Pick out every line in the records below that contains the string "rise", and copy each one.

Records of labeled boxes:
* * * * *

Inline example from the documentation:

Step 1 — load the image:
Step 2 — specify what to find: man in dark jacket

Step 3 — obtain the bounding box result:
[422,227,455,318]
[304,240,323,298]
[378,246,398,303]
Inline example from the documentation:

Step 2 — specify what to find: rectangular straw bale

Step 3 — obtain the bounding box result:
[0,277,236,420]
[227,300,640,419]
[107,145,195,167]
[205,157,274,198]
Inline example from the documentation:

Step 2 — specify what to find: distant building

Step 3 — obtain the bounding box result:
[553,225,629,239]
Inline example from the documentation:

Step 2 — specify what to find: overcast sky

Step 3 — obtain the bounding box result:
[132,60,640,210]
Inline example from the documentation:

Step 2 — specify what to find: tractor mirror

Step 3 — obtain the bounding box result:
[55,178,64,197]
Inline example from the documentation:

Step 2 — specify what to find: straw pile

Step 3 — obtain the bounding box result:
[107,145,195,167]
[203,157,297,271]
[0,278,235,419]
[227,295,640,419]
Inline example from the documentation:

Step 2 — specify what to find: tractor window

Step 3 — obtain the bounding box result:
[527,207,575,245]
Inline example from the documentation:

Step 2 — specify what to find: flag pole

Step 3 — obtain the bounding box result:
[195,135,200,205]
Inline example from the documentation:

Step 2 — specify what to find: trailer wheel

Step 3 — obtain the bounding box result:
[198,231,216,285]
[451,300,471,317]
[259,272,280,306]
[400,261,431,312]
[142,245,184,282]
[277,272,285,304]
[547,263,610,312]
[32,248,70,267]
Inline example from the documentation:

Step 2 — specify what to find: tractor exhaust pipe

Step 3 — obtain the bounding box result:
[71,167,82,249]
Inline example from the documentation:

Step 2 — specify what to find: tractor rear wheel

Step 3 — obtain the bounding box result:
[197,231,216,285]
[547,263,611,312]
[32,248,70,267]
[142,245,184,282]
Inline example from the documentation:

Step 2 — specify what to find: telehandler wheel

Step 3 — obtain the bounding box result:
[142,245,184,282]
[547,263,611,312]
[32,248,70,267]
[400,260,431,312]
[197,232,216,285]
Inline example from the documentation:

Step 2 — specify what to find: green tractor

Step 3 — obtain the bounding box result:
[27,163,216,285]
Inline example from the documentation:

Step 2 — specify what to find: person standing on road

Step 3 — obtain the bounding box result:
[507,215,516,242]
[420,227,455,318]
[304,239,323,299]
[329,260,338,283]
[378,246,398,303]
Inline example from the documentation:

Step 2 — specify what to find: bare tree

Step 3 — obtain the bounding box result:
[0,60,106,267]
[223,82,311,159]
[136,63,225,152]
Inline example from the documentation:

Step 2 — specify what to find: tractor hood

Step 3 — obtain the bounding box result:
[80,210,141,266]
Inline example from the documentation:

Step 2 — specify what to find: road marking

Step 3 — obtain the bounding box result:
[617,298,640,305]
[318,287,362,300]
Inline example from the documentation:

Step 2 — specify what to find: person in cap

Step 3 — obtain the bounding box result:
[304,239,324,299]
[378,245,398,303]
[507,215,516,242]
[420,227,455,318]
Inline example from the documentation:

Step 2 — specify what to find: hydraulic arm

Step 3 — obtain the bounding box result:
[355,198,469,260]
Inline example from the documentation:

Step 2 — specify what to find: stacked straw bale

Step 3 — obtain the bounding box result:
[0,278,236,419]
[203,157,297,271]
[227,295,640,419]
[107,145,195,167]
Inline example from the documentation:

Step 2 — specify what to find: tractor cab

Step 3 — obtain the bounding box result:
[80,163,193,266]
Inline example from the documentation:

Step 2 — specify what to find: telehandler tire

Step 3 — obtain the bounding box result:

* * * * *

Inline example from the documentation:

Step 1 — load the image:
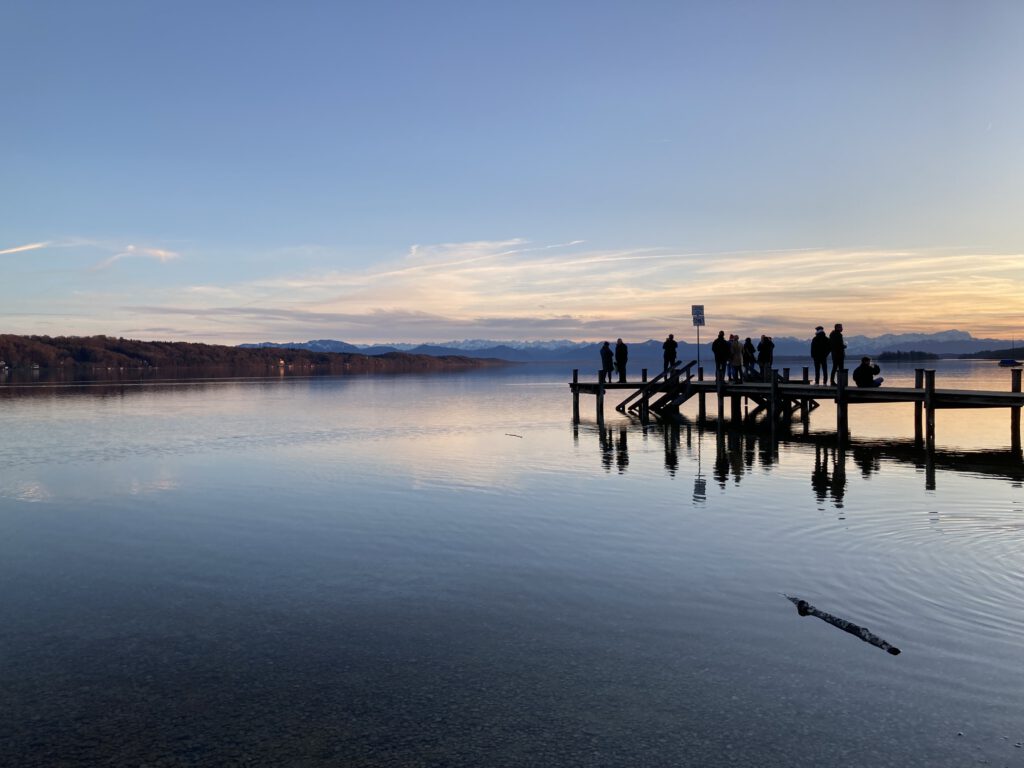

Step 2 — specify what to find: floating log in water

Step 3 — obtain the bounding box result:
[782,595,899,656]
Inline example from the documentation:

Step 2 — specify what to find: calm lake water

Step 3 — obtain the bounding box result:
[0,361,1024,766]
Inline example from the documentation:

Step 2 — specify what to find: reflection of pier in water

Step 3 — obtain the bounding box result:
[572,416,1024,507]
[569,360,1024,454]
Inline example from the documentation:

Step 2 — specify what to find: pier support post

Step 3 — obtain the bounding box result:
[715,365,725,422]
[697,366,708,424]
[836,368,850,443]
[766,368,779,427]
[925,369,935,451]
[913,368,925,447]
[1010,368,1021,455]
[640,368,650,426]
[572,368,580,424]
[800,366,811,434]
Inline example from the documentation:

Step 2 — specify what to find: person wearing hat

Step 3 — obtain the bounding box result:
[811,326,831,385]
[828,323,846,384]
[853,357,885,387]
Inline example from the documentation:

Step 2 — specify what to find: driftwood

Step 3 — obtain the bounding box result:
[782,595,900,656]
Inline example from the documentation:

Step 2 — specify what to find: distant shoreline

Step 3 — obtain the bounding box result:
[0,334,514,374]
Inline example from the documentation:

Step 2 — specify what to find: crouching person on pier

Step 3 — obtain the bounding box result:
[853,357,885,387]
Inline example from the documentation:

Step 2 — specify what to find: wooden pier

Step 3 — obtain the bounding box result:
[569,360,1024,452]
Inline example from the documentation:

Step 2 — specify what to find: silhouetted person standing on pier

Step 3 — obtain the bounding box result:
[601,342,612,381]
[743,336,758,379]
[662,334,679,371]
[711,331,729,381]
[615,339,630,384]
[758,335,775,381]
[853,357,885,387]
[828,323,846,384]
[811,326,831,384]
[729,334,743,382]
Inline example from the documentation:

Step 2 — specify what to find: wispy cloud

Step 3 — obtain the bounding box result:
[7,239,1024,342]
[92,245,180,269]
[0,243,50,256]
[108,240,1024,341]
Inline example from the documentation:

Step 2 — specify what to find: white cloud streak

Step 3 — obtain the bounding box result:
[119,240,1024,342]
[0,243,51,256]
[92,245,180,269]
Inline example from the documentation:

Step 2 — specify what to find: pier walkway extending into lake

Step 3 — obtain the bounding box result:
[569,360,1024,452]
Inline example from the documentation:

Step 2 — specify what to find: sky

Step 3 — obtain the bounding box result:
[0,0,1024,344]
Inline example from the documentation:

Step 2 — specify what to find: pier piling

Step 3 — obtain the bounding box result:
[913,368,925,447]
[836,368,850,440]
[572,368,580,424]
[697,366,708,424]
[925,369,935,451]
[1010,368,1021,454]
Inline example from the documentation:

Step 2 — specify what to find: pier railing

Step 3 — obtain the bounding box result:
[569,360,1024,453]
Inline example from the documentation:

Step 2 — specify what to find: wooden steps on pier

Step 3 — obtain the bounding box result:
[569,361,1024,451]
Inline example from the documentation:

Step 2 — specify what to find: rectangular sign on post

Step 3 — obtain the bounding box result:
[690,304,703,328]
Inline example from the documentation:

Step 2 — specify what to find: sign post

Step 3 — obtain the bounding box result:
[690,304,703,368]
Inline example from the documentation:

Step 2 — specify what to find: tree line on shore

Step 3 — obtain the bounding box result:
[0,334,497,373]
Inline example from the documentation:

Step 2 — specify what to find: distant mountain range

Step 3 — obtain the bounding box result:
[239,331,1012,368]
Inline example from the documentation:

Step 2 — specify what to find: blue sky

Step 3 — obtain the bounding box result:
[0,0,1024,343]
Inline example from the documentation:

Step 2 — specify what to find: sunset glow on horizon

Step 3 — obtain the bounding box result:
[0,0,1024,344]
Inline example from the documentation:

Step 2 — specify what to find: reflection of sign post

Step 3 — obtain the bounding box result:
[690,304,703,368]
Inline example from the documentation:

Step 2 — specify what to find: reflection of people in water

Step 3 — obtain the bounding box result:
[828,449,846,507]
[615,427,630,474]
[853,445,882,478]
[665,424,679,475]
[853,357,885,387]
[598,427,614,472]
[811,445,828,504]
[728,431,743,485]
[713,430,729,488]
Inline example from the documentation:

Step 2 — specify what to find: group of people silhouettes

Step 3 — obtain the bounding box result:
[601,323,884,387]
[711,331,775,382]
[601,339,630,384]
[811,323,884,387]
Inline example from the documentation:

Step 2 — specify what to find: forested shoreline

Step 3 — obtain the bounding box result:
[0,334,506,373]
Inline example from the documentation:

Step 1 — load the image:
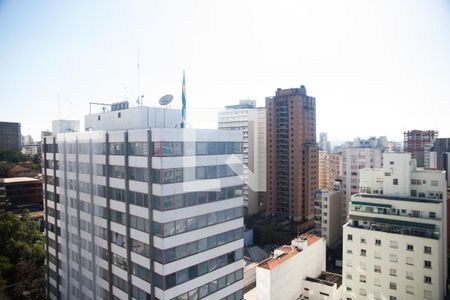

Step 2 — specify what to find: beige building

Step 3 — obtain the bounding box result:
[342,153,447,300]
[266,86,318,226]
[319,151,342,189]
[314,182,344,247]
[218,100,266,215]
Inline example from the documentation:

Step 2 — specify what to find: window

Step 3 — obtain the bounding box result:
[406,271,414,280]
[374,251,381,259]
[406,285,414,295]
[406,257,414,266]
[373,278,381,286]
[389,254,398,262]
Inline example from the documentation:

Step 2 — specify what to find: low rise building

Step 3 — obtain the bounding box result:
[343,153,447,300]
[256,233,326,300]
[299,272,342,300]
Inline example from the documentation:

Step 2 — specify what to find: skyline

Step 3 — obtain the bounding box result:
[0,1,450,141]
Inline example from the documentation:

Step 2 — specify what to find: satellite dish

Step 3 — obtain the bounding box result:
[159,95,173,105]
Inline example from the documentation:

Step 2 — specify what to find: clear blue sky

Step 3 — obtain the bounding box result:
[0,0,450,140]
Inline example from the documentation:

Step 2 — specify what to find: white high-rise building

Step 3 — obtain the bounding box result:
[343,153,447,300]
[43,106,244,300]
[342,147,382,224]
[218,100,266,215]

* * * * *

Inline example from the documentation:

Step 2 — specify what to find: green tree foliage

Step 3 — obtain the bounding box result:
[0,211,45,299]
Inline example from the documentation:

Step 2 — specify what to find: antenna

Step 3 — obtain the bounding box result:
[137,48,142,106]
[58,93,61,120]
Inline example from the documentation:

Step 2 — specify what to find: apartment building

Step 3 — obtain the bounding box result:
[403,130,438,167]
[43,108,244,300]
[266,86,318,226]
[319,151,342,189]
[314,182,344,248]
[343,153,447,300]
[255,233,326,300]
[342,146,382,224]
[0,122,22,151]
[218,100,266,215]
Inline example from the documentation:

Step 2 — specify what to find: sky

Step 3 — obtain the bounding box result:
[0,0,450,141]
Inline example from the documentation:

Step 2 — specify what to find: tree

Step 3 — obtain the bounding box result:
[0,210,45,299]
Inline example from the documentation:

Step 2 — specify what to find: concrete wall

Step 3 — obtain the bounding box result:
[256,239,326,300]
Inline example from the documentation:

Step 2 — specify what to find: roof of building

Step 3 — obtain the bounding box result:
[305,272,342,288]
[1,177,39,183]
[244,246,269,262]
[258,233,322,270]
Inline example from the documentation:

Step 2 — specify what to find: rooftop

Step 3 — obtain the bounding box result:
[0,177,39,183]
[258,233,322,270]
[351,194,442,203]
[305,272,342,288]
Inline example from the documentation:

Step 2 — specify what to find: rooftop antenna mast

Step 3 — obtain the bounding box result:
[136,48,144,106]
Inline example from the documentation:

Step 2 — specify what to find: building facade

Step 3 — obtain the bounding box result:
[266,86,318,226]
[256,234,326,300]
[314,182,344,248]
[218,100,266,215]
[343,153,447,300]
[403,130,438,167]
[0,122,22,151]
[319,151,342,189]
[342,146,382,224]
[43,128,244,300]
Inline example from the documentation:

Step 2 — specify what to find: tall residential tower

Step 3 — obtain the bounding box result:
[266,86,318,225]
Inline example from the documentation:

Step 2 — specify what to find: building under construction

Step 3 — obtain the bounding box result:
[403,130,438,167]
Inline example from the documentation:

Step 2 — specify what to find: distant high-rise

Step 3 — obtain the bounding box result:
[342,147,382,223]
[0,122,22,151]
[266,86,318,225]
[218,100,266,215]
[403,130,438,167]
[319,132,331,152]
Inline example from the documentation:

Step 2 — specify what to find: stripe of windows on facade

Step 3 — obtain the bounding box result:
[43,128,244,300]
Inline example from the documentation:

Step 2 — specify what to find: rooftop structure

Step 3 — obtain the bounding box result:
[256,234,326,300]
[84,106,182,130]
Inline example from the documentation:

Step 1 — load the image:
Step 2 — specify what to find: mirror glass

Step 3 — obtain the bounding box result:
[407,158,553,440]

* * * * *

Reply:
Step 2 — specify what to find: low rise building
Step 2 — specify what to find: white high-rise building
Step 2 — specify what to find: distant high-rise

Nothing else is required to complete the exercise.